╭─ TEXT EXCERPT

You are viewing a plain text version of this content. The canonical link for it is here.
Posted to dev@hive.apache.org by Dmitry Zagorulkin <za...@me.com> on 2016/11/22 11:16:02 UTC

HIVE-1555 discussion

Hello!

I've implemented simple solution with some hard code by now.
It's tested with oracle database.

{code:sql}
beeline> !connect jdbc:hive2://localhost:10000
Connecting to jdbc:hive2://localhost:10000
Enter username for jdbc:hive2://localhost:10000:
Enter password for jdbc:hive2://localhost:10000:
Connected to: Apache Hive (version 2.2.0-SNAPSHOT)
Driver: Hive JDBC (version 2.2.0-SNAPSHOT)
Transaction isolation: TRANSACTION_REPEATABLE_READ
0: jdbc:hive2://localhost:10000>
0: jdbc:hive2://localhost:10000> SET hive.metastore.warehouse.dir=${env:HOME}/Documents/hive-warehouse;
No rows affected (0.158 seconds)

╰─
╭─ PROVIDED MATERIAL

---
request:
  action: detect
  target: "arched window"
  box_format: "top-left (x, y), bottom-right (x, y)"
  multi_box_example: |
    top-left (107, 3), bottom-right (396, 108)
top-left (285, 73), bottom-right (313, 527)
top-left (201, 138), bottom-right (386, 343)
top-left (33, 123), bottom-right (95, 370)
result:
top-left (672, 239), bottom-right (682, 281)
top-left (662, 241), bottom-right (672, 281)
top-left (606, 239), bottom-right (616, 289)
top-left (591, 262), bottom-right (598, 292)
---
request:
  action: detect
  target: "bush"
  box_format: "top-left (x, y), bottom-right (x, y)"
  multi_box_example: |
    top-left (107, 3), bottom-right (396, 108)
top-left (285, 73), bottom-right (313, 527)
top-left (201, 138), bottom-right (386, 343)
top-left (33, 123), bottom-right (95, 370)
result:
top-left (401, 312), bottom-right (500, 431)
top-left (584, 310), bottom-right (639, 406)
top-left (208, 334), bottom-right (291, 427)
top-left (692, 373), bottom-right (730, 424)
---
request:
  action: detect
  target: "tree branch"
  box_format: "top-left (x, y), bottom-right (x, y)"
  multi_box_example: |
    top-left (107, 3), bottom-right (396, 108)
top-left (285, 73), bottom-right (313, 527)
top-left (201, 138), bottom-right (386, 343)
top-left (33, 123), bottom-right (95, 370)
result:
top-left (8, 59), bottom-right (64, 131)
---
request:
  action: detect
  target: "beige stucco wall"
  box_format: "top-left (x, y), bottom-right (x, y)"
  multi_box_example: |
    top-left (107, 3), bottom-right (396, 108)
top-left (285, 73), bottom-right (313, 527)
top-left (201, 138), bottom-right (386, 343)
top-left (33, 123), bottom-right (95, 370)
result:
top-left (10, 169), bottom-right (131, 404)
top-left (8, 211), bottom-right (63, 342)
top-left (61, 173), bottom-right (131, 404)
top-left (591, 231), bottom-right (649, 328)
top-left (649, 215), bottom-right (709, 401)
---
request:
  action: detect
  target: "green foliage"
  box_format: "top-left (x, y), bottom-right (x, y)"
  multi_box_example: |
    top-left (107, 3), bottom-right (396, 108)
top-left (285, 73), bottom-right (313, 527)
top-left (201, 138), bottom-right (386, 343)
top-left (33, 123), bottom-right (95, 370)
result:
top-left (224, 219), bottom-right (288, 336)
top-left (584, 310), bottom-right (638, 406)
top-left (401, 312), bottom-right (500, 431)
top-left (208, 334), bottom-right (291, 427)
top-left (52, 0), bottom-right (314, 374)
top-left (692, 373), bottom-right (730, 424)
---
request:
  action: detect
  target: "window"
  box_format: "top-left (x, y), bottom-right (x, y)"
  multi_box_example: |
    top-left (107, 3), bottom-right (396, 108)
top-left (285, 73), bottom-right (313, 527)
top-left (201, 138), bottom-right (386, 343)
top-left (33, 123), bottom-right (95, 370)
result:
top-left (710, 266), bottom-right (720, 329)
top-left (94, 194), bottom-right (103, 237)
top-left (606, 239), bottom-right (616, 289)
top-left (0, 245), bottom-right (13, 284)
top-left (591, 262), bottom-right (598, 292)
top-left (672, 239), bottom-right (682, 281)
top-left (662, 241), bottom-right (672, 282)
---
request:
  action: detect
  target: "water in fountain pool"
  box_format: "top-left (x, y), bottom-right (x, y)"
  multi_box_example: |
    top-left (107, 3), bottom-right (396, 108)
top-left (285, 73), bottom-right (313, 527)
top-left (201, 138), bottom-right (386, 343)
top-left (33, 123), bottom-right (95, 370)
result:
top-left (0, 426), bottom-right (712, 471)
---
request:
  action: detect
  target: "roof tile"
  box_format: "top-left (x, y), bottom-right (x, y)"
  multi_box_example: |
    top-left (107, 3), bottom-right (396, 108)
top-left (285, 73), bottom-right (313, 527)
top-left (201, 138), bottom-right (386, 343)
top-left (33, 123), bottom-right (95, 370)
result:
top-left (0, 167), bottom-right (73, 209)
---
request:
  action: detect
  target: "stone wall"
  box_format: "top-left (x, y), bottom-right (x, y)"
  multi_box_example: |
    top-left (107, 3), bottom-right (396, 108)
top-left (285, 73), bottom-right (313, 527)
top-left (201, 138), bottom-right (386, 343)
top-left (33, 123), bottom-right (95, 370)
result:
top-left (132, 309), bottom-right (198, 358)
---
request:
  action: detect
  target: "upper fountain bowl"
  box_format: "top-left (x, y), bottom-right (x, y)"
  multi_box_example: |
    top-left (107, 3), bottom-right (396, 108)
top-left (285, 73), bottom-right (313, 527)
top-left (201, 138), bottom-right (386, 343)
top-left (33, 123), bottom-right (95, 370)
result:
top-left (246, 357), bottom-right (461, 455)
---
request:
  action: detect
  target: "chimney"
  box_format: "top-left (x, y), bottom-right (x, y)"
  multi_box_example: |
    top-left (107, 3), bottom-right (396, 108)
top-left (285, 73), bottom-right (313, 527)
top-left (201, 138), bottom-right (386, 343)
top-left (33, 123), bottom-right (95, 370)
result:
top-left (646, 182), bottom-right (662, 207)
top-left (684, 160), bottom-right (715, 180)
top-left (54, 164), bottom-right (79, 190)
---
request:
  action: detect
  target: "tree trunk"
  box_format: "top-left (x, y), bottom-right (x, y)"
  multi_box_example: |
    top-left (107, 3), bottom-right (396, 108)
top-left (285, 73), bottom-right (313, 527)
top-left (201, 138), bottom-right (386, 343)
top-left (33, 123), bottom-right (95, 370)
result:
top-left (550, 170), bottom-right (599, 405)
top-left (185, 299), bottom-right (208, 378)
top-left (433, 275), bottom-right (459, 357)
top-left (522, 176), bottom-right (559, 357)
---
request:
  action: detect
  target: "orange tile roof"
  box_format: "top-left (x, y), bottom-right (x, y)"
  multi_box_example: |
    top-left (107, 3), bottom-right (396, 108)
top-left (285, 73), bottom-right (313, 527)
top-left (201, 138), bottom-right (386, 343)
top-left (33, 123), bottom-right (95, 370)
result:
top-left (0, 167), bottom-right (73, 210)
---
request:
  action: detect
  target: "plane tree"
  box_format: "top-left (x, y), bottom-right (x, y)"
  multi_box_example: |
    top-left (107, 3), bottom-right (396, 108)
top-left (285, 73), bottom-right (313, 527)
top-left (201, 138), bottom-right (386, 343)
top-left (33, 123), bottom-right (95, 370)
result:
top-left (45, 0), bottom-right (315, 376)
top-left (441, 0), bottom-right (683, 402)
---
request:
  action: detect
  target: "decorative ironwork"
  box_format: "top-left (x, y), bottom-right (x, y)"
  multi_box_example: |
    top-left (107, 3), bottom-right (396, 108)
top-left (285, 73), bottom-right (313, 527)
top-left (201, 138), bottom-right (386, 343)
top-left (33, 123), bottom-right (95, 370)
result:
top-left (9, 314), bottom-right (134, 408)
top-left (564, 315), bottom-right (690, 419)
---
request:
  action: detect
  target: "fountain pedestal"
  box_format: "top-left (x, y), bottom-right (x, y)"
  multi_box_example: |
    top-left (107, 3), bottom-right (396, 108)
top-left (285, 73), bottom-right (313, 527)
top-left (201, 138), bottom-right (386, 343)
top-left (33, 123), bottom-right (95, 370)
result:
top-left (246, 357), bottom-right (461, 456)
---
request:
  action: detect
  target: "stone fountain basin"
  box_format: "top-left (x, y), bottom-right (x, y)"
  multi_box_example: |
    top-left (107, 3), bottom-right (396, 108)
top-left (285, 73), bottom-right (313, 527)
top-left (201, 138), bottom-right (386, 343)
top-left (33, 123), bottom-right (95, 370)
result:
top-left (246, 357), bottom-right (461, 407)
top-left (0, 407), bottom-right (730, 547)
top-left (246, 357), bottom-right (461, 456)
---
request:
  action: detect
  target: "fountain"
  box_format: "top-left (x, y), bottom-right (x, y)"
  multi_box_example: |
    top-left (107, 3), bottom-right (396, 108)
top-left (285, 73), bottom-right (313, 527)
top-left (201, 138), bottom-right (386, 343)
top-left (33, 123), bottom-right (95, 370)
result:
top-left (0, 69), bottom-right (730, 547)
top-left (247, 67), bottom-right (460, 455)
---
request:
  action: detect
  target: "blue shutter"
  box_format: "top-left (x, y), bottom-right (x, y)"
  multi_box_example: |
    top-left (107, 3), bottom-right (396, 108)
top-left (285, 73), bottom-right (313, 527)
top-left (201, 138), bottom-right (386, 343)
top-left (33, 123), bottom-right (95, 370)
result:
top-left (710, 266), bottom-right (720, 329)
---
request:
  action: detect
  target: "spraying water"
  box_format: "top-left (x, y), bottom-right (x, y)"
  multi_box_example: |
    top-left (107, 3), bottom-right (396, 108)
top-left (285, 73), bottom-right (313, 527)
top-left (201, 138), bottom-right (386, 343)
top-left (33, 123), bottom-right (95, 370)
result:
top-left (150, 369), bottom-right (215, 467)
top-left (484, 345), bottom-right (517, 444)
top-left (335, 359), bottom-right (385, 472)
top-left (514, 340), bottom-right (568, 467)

╰─

> **WHAT TO WORK ON**:
A. In the HIVE-1555 post, rewrite more briefly the paragraph that begins "I've implemented simple solution", keeping its main facts.
B. Reproduce the HIVE-1555 post between "It's tested with" and "JDBC (version 2.2.0-SNAPSHOT)", inclusive.

> **TASK-BY-TASK RESULTS**:
A. A simple solution, partly hard-coded, has been implemented for now and tested with an Oracle database.

B.
It's tested with oracle database.

{code:sql}
beeline> !connect jdbc:hive2://localhost:10000
Connecting to jdbc:hive2://localhost:10000
Enter username for jdbc:hive2://localhost:10000:
Enter password for jdbc:hive2://localhost:10000:
Connected to: Apache Hive (version 2.2.0-SNAPSHOT)
Driver: Hive JDBC (version 2.2.0-SNAPSHOT)